* **Trecho do documento**:

○ ○ ○ ○

Entretanto, com o método do ensaio e erro e alguma experiência o audiófilo exigente pode transformar um equipamento com tendência para ruim, em bom. Como? Primeiro há que ter "bom" o elo essencial, a sala. Segundo, e depois, fazendo experiências sobre matching, que é a "ciência" do casamento de componentes eletrônicos. Um conjunto eletrônico para a reprodução do som musical constitui-se uma linha de transmissão em que os elos têm que guardar certa compatibilidade de impedâncias. Quando se juntam, de marcas diferentes, um pré-amplificador com um amplificador e a impedância de saída de um é incompatível com a impedância de entrada do outro, ainda que tal não venha a produzir mudanças na resposta de freqüência, com certeza no mínimo redundará no aumento do nível de distorção. E distorção não é uma coisa boa, em geral sai em forma de nasalidade, estridência, ressonância, essas coisas. Em breve escreverei artigo tocando nesse ponto. Aguarde. (O artigo é este, caro leitor, que você está a ler.)
Veja: você sabe que eu possuo o DVD A10, da Technics, que tem sido objeto de seus de você devaneios. E o que ocorre na prática, na minha sala? Uma coisa esquisita: para tocar cedês comuns prefiro de longe o A10; para tocar devedês de música erudita, prefiro o A310, da Panasonic. Mecanicamente, o A10 é superior ao A310, você sabe disso; em termos eletrônicos, também. Mas na hora da audição de música é que a porca torce o rabo: o A310, para música de grande porte - sinfônica, oratórios e óperas - no meu setup, repito, no meu setup comporta-se de forma mais agradável; na reprodução de música de câmera o A10 é meu preferido. E agora? Quem é que é bom e quem é que é ruim? (Nisso há um elemento a ponderar: em geral cedês comuns (e antigos) são gravados em 16bit/44.1kHz e beneficiam-se do dispositivo de upper sampling do A10, e do isolamento do circuito de vídeo que ele faz; em geral também, devedês são gravados em 20bit/56kHz ou mais, e pouco se beneficiam com uppler samplings. Talvez seja por aí. Não sei não.)

○ ○ ○ ○

* **Tarefas e exercícios**:
A. No texto sobre equipamentos de som, quais são os tipos de música de grande porte em que o autor prefere o A310?
B. Segundo o texto sobre equipamentos de som, por que a impedância de saída do pré-amplificador precisa ser compatível com a impedância de entrada do amplificador? Responda em até três frases.
C. Escreva uma continuação para o texto sobre equipamentos de som a partir do ponto em que ele termina.

* **Dados brutos**:
○ ○ ○ ○

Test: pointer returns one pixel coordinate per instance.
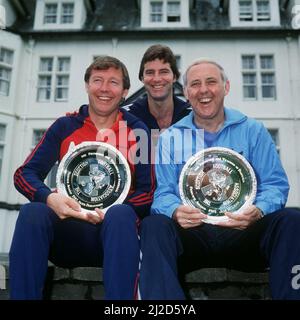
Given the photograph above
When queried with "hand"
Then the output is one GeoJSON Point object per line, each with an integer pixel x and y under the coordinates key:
{"type": "Point", "coordinates": [242, 220]}
{"type": "Point", "coordinates": [66, 207]}
{"type": "Point", "coordinates": [188, 217]}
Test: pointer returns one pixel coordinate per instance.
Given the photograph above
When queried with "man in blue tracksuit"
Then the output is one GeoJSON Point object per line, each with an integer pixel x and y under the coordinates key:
{"type": "Point", "coordinates": [53, 226]}
{"type": "Point", "coordinates": [175, 238]}
{"type": "Point", "coordinates": [158, 72]}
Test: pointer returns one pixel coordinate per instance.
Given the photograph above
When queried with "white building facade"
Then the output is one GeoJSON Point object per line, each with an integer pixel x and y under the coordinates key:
{"type": "Point", "coordinates": [45, 47]}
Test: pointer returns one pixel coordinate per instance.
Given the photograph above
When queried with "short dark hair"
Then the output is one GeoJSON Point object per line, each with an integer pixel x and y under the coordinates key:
{"type": "Point", "coordinates": [158, 51]}
{"type": "Point", "coordinates": [104, 63]}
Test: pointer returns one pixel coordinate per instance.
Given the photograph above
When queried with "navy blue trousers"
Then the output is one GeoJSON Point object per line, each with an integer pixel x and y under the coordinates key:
{"type": "Point", "coordinates": [168, 251]}
{"type": "Point", "coordinates": [41, 235]}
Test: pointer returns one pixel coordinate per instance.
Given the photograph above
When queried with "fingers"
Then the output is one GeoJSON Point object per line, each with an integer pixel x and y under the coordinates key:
{"type": "Point", "coordinates": [73, 204]}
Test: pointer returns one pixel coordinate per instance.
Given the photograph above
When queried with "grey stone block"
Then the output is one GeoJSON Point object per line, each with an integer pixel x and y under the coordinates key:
{"type": "Point", "coordinates": [245, 277]}
{"type": "Point", "coordinates": [61, 274]}
{"type": "Point", "coordinates": [87, 274]}
{"type": "Point", "coordinates": [207, 275]}
{"type": "Point", "coordinates": [69, 291]}
{"type": "Point", "coordinates": [97, 292]}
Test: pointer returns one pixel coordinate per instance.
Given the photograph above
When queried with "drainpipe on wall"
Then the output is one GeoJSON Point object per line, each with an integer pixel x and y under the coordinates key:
{"type": "Point", "coordinates": [294, 90]}
{"type": "Point", "coordinates": [114, 42]}
{"type": "Point", "coordinates": [29, 81]}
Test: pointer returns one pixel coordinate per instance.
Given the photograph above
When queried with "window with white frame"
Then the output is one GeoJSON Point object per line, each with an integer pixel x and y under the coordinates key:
{"type": "Point", "coordinates": [67, 13]}
{"type": "Point", "coordinates": [2, 145]}
{"type": "Point", "coordinates": [51, 177]}
{"type": "Point", "coordinates": [59, 13]}
{"type": "Point", "coordinates": [254, 10]}
{"type": "Point", "coordinates": [258, 74]}
{"type": "Point", "coordinates": [275, 136]}
{"type": "Point", "coordinates": [6, 64]}
{"type": "Point", "coordinates": [263, 11]}
{"type": "Point", "coordinates": [53, 73]}
{"type": "Point", "coordinates": [173, 11]}
{"type": "Point", "coordinates": [165, 12]}
{"type": "Point", "coordinates": [50, 13]}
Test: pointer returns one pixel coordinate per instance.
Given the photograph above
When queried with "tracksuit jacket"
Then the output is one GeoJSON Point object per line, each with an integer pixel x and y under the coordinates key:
{"type": "Point", "coordinates": [244, 135]}
{"type": "Point", "coordinates": [78, 127]}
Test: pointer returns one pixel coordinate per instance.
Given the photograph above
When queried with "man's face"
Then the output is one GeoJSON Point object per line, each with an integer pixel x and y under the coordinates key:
{"type": "Point", "coordinates": [105, 91]}
{"type": "Point", "coordinates": [158, 79]}
{"type": "Point", "coordinates": [206, 90]}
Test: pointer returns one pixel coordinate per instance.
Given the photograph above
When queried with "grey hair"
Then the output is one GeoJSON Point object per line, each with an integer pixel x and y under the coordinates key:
{"type": "Point", "coordinates": [204, 60]}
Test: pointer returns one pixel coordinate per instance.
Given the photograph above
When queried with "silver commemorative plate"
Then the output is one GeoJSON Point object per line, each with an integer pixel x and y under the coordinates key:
{"type": "Point", "coordinates": [217, 180]}
{"type": "Point", "coordinates": [95, 174]}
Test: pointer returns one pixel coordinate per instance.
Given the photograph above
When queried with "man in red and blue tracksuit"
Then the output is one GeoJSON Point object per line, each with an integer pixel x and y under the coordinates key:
{"type": "Point", "coordinates": [52, 226]}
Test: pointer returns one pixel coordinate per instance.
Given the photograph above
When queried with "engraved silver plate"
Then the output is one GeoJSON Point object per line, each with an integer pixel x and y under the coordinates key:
{"type": "Point", "coordinates": [95, 174]}
{"type": "Point", "coordinates": [217, 180]}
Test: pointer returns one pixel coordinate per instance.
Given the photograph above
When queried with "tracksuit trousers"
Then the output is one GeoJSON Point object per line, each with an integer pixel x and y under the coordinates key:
{"type": "Point", "coordinates": [41, 235]}
{"type": "Point", "coordinates": [168, 250]}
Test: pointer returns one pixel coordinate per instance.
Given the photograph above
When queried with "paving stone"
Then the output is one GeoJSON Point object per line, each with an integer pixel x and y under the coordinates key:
{"type": "Point", "coordinates": [68, 291]}
{"type": "Point", "coordinates": [97, 292]}
{"type": "Point", "coordinates": [87, 274]}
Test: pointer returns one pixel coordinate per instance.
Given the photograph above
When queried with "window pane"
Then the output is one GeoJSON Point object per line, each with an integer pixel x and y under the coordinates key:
{"type": "Point", "coordinates": [2, 133]}
{"type": "Point", "coordinates": [50, 14]}
{"type": "Point", "coordinates": [6, 56]}
{"type": "Point", "coordinates": [46, 64]}
{"type": "Point", "coordinates": [156, 11]}
{"type": "Point", "coordinates": [5, 75]}
{"type": "Point", "coordinates": [268, 85]}
{"type": "Point", "coordinates": [1, 159]}
{"type": "Point", "coordinates": [266, 62]}
{"type": "Point", "coordinates": [63, 64]}
{"type": "Point", "coordinates": [67, 15]}
{"type": "Point", "coordinates": [263, 10]}
{"type": "Point", "coordinates": [61, 92]}
{"type": "Point", "coordinates": [249, 78]}
{"type": "Point", "coordinates": [249, 86]}
{"type": "Point", "coordinates": [248, 62]}
{"type": "Point", "coordinates": [44, 88]}
{"type": "Point", "coordinates": [245, 10]}
{"type": "Point", "coordinates": [44, 81]}
{"type": "Point", "coordinates": [173, 11]}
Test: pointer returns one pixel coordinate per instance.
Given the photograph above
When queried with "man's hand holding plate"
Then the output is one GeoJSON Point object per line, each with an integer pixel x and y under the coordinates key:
{"type": "Point", "coordinates": [188, 217]}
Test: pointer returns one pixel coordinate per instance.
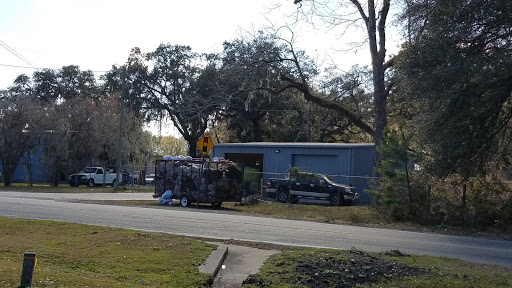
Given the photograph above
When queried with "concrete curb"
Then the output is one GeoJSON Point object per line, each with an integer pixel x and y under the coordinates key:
{"type": "Point", "coordinates": [215, 261]}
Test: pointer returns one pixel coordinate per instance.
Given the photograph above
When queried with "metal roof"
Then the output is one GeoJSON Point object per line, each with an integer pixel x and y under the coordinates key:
{"type": "Point", "coordinates": [296, 145]}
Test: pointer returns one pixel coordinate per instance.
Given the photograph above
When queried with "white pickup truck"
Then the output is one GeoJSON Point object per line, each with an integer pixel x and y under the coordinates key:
{"type": "Point", "coordinates": [92, 176]}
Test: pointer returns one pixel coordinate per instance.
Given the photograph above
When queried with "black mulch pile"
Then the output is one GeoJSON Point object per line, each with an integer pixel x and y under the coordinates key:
{"type": "Point", "coordinates": [359, 268]}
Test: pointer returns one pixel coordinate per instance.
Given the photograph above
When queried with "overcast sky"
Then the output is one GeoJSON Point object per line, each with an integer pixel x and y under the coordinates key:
{"type": "Point", "coordinates": [95, 34]}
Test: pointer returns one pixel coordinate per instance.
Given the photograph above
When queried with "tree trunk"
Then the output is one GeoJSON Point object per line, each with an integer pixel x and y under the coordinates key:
{"type": "Point", "coordinates": [56, 173]}
{"type": "Point", "coordinates": [464, 205]}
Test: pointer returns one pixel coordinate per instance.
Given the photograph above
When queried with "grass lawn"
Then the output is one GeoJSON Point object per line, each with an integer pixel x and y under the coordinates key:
{"type": "Point", "coordinates": [329, 268]}
{"type": "Point", "coordinates": [77, 255]}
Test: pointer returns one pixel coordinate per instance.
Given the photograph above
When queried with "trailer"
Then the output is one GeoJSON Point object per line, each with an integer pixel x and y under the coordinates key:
{"type": "Point", "coordinates": [199, 181]}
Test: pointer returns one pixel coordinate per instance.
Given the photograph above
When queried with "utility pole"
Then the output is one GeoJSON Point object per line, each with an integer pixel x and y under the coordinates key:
{"type": "Point", "coordinates": [120, 133]}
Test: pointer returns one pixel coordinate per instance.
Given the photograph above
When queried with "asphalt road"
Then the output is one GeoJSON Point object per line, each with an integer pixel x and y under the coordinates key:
{"type": "Point", "coordinates": [215, 224]}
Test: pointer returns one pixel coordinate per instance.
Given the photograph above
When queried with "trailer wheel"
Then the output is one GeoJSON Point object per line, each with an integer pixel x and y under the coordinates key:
{"type": "Point", "coordinates": [282, 195]}
{"type": "Point", "coordinates": [184, 201]}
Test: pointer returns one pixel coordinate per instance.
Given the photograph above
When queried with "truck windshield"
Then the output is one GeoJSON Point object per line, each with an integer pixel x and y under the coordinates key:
{"type": "Point", "coordinates": [89, 170]}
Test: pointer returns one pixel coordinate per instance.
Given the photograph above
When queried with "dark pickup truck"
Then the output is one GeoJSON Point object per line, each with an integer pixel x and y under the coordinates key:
{"type": "Point", "coordinates": [311, 185]}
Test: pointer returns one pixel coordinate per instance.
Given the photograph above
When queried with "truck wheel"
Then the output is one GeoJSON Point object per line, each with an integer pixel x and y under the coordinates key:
{"type": "Point", "coordinates": [334, 200]}
{"type": "Point", "coordinates": [184, 201]}
{"type": "Point", "coordinates": [282, 195]}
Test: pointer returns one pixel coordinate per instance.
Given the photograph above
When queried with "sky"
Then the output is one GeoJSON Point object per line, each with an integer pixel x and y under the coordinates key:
{"type": "Point", "coordinates": [96, 34]}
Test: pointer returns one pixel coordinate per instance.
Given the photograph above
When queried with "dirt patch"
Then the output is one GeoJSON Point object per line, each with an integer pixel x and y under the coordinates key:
{"type": "Point", "coordinates": [358, 269]}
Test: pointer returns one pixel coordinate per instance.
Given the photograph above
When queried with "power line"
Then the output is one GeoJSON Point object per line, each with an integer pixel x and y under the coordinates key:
{"type": "Point", "coordinates": [15, 53]}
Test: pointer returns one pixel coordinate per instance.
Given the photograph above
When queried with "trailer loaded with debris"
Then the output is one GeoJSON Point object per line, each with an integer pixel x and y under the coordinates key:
{"type": "Point", "coordinates": [214, 181]}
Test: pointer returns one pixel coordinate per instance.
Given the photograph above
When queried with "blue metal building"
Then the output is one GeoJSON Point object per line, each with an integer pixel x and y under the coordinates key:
{"type": "Point", "coordinates": [350, 164]}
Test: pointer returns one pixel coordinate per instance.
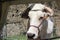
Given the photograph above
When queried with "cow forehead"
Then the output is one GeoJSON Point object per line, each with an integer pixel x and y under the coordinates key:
{"type": "Point", "coordinates": [38, 7]}
{"type": "Point", "coordinates": [36, 13]}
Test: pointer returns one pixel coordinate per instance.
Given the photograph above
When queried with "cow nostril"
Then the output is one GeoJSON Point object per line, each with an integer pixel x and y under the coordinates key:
{"type": "Point", "coordinates": [29, 35]}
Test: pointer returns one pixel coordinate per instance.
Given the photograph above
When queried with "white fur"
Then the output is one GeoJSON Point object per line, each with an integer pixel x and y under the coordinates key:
{"type": "Point", "coordinates": [34, 20]}
{"type": "Point", "coordinates": [50, 26]}
{"type": "Point", "coordinates": [38, 7]}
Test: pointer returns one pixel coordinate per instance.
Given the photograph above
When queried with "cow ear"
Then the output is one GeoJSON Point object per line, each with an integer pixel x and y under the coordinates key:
{"type": "Point", "coordinates": [24, 15]}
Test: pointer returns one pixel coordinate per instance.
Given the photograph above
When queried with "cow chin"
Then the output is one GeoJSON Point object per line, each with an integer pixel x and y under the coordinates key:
{"type": "Point", "coordinates": [33, 30]}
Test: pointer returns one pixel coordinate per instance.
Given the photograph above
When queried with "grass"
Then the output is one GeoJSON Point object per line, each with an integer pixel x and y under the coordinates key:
{"type": "Point", "coordinates": [16, 37]}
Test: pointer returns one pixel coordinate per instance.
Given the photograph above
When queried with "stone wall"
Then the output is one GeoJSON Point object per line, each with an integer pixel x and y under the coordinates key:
{"type": "Point", "coordinates": [14, 23]}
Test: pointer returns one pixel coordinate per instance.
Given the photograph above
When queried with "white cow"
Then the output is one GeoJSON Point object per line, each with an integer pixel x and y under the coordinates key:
{"type": "Point", "coordinates": [37, 15]}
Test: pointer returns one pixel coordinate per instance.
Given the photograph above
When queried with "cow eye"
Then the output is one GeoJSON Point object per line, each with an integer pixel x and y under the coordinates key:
{"type": "Point", "coordinates": [40, 18]}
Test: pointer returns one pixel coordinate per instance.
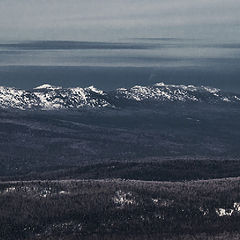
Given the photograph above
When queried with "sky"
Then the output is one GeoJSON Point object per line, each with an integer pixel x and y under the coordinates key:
{"type": "Point", "coordinates": [92, 20]}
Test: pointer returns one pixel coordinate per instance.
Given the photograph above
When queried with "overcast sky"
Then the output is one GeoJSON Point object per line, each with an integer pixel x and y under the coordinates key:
{"type": "Point", "coordinates": [118, 19]}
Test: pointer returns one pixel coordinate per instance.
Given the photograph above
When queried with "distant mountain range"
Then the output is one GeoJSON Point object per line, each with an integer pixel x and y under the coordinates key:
{"type": "Point", "coordinates": [47, 97]}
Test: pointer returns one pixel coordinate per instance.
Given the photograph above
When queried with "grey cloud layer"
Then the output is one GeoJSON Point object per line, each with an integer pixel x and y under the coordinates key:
{"type": "Point", "coordinates": [94, 19]}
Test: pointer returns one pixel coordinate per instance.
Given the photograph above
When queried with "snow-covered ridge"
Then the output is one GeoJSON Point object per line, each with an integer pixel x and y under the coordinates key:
{"type": "Point", "coordinates": [47, 97]}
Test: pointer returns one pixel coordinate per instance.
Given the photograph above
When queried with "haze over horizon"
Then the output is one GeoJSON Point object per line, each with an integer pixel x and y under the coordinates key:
{"type": "Point", "coordinates": [108, 20]}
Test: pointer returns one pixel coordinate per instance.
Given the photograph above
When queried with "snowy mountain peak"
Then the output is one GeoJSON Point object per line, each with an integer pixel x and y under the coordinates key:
{"type": "Point", "coordinates": [46, 86]}
{"type": "Point", "coordinates": [48, 97]}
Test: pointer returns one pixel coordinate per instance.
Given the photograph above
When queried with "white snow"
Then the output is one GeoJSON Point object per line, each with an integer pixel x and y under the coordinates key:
{"type": "Point", "coordinates": [221, 212]}
{"type": "Point", "coordinates": [124, 198]}
{"type": "Point", "coordinates": [48, 97]}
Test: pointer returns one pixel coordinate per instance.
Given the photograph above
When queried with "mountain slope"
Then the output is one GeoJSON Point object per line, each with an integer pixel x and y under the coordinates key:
{"type": "Point", "coordinates": [47, 97]}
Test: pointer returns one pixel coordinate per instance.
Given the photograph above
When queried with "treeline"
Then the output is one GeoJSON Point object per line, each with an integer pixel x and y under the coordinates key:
{"type": "Point", "coordinates": [93, 209]}
{"type": "Point", "coordinates": [152, 170]}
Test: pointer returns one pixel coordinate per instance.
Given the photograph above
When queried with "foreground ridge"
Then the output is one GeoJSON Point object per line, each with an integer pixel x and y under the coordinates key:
{"type": "Point", "coordinates": [48, 97]}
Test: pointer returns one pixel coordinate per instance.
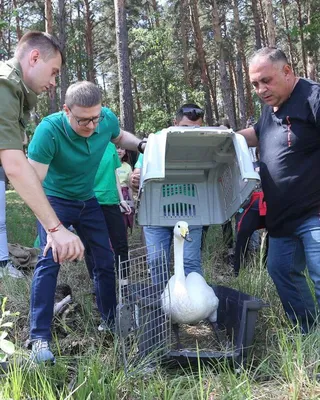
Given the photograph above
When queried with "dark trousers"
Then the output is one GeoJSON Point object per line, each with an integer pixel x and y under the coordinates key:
{"type": "Point", "coordinates": [87, 219]}
{"type": "Point", "coordinates": [118, 238]}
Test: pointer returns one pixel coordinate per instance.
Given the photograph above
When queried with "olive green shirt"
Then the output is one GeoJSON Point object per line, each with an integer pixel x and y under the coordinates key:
{"type": "Point", "coordinates": [17, 100]}
{"type": "Point", "coordinates": [73, 160]}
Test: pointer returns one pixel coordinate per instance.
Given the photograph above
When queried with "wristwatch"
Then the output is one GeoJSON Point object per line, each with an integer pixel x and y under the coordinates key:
{"type": "Point", "coordinates": [139, 147]}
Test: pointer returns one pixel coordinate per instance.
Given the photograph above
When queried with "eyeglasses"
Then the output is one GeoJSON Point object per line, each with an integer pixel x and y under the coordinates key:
{"type": "Point", "coordinates": [193, 113]}
{"type": "Point", "coordinates": [86, 121]}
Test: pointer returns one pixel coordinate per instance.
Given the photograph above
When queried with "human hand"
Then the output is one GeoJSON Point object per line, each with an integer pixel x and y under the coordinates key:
{"type": "Point", "coordinates": [65, 245]}
{"type": "Point", "coordinates": [125, 206]}
{"type": "Point", "coordinates": [135, 180]}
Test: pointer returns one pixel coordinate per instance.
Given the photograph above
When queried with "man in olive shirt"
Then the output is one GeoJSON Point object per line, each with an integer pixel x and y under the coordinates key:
{"type": "Point", "coordinates": [36, 63]}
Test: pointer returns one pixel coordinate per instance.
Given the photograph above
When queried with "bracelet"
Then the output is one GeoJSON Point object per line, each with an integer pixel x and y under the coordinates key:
{"type": "Point", "coordinates": [55, 229]}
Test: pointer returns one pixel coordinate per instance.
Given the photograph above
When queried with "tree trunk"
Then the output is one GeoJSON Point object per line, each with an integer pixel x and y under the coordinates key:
{"type": "Point", "coordinates": [256, 19]}
{"type": "Point", "coordinates": [63, 39]}
{"type": "Point", "coordinates": [286, 24]}
{"type": "Point", "coordinates": [155, 10]}
{"type": "Point", "coordinates": [137, 96]}
{"type": "Point", "coordinates": [301, 34]}
{"type": "Point", "coordinates": [49, 29]}
{"type": "Point", "coordinates": [224, 80]}
{"type": "Point", "coordinates": [18, 22]}
{"type": "Point", "coordinates": [263, 25]}
{"type": "Point", "coordinates": [271, 29]}
{"type": "Point", "coordinates": [239, 63]}
{"type": "Point", "coordinates": [183, 7]}
{"type": "Point", "coordinates": [125, 91]}
{"type": "Point", "coordinates": [194, 17]}
{"type": "Point", "coordinates": [312, 44]}
{"type": "Point", "coordinates": [91, 76]}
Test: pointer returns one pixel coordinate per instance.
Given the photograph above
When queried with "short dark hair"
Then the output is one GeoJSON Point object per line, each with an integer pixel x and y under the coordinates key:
{"type": "Point", "coordinates": [44, 42]}
{"type": "Point", "coordinates": [272, 53]}
{"type": "Point", "coordinates": [192, 116]}
{"type": "Point", "coordinates": [83, 94]}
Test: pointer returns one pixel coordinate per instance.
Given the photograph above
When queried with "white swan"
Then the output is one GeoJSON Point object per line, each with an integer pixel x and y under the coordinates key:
{"type": "Point", "coordinates": [187, 299]}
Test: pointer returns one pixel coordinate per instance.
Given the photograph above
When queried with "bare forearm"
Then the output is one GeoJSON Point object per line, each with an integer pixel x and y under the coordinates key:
{"type": "Point", "coordinates": [27, 184]}
{"type": "Point", "coordinates": [127, 140]}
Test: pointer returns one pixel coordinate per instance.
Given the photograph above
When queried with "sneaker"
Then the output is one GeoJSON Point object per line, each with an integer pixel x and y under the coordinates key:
{"type": "Point", "coordinates": [107, 327]}
{"type": "Point", "coordinates": [10, 270]}
{"type": "Point", "coordinates": [41, 352]}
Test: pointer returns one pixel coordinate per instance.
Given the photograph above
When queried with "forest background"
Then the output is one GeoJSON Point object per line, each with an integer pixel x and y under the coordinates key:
{"type": "Point", "coordinates": [151, 56]}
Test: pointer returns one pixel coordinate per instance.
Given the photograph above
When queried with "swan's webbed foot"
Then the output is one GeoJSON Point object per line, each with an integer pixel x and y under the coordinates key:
{"type": "Point", "coordinates": [175, 328]}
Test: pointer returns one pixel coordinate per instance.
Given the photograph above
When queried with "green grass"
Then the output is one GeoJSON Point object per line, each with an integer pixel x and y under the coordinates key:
{"type": "Point", "coordinates": [282, 363]}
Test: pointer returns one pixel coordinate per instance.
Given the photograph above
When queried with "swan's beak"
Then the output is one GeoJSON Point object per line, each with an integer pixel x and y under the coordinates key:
{"type": "Point", "coordinates": [185, 234]}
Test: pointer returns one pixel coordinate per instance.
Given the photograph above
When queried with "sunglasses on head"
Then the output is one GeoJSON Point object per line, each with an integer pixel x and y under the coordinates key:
{"type": "Point", "coordinates": [191, 112]}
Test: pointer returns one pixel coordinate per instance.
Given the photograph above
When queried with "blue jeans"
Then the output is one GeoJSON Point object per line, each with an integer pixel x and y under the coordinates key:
{"type": "Point", "coordinates": [88, 220]}
{"type": "Point", "coordinates": [4, 252]}
{"type": "Point", "coordinates": [160, 237]}
{"type": "Point", "coordinates": [287, 259]}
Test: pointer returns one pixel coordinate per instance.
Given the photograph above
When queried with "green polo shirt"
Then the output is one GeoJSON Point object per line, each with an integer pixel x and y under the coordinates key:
{"type": "Point", "coordinates": [17, 100]}
{"type": "Point", "coordinates": [73, 160]}
{"type": "Point", "coordinates": [105, 183]}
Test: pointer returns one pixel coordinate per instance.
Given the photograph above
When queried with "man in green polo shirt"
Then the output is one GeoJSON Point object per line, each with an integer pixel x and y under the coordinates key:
{"type": "Point", "coordinates": [65, 151]}
{"type": "Point", "coordinates": [36, 63]}
{"type": "Point", "coordinates": [160, 237]}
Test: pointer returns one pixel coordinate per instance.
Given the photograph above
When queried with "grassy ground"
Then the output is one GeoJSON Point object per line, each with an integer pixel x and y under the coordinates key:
{"type": "Point", "coordinates": [282, 364]}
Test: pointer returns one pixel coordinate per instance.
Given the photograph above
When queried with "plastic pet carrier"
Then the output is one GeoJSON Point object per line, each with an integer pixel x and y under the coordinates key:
{"type": "Point", "coordinates": [199, 175]}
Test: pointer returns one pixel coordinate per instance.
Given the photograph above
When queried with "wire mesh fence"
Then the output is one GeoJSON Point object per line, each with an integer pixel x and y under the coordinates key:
{"type": "Point", "coordinates": [143, 329]}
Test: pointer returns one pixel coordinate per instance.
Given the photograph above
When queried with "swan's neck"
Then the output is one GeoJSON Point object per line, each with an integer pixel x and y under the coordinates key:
{"type": "Point", "coordinates": [178, 259]}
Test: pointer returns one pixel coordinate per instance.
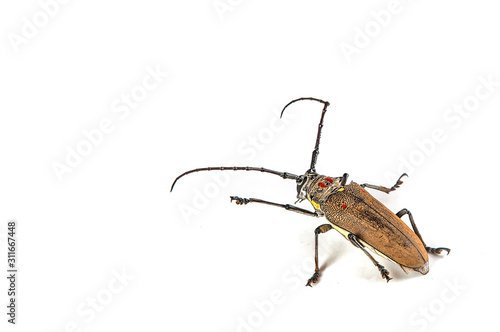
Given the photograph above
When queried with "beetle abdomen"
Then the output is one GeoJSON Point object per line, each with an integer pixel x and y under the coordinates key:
{"type": "Point", "coordinates": [354, 210]}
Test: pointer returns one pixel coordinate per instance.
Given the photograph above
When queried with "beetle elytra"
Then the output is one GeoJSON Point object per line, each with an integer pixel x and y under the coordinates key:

○ ○ ○ ○

* **Resultados**:
A. Sinfônica, oratórios e óperas.

B. Se as impedâncias forem incompatíveis, a ligação dos dois aparelhos no mínimo aumenta o nível de distorção, mesmo sem mudar a resposta de frequência. Essa distorção costuma aparecer como nasalidade, estridência ou ressonância.

C.
Veja mais: esses dois componentes (DVD players) estão inseridos na mesma linha de transmissão, isto é, quando conecto o A10 ao sistema faço somente tirar do A310 o cabo digital, The First, e botá-lo no A10, tudo mais permanecendo igual; e os dois passam pelo processador upper sampler Bel Canto. Por que então ocorre a diferença de desempenho entre eles, hem? Respondo como o personagem do Ariano Suassuna, Chicó: "Não sei, só sei que é assim."
Cabos: no meu contexto eletrônico o cabo Harmonic não logra desempenho satisfatório, e o The Second tende a estridência, produz um agudo de cristal quebrado. No momento utilizo-me dos seguintes cabos: The First, digital, do Technics A10 para o processador Bel Canto; Cardas Gold, analógico, entre o processador Bel Canto e o divisor de freqüência Mark Levinson (que está fazendo o papel de pré); e o Acoustics Zen do pré-divisor para o power. Do power para os painéis "ribbon" AKRON-Especial uso também o Acoustics Zen. E onde ficam os digitais Illuminatti e Acoustics Zen, e os analógicos Harmonic, The Second, Straight Wire, e outros menos votados? Ficam fazendo parte do "banco", na regra-três que é um dos achados de Holbein, de que o melhor cabo são muitos cabos. Ora, se são várias as impedâncias no sistema eletrônico deverão ser vários os cabos com suas impedâncias características e peculiares. Matching, meu amigo, matching. Há que casar, não adianta apenas ficar.
E matching, que é isso, perguntarão os leitores? Regra geral: em qualquer instalação eletrônica, a impedância do aparelho precedente – de onde vem o sinal – deve ter NO MÍNIMO igual impedância (na prática, impedância é representada pela resistência de carga) da do aparelho para onde manda o sinal. Por exemplo: do pré para o amplificador (neste, impedância maior do que naquele); sempre nesta ordem, do toca-discos ou cedês ou devedês para o pré-amplificador, do pré para o divisor de freqüência ativo, do processador para o pré etc. Mas por igual, a boa prática aceita impedâncias de até três vezes maior, desde que sempre do aparelho que recebe em relação ao que manda o sinal. E não há vice-versa! O diabo é que nesse casamento em massa entra de enxerida a impedância dos cabos... Porque cabos fazem parte também da linha de transmissão representada pelo sistema todo. Por isso que marcas de cabos são irrelevantes, impedâncias e modos de fabricação (formante), estes aspectos contam!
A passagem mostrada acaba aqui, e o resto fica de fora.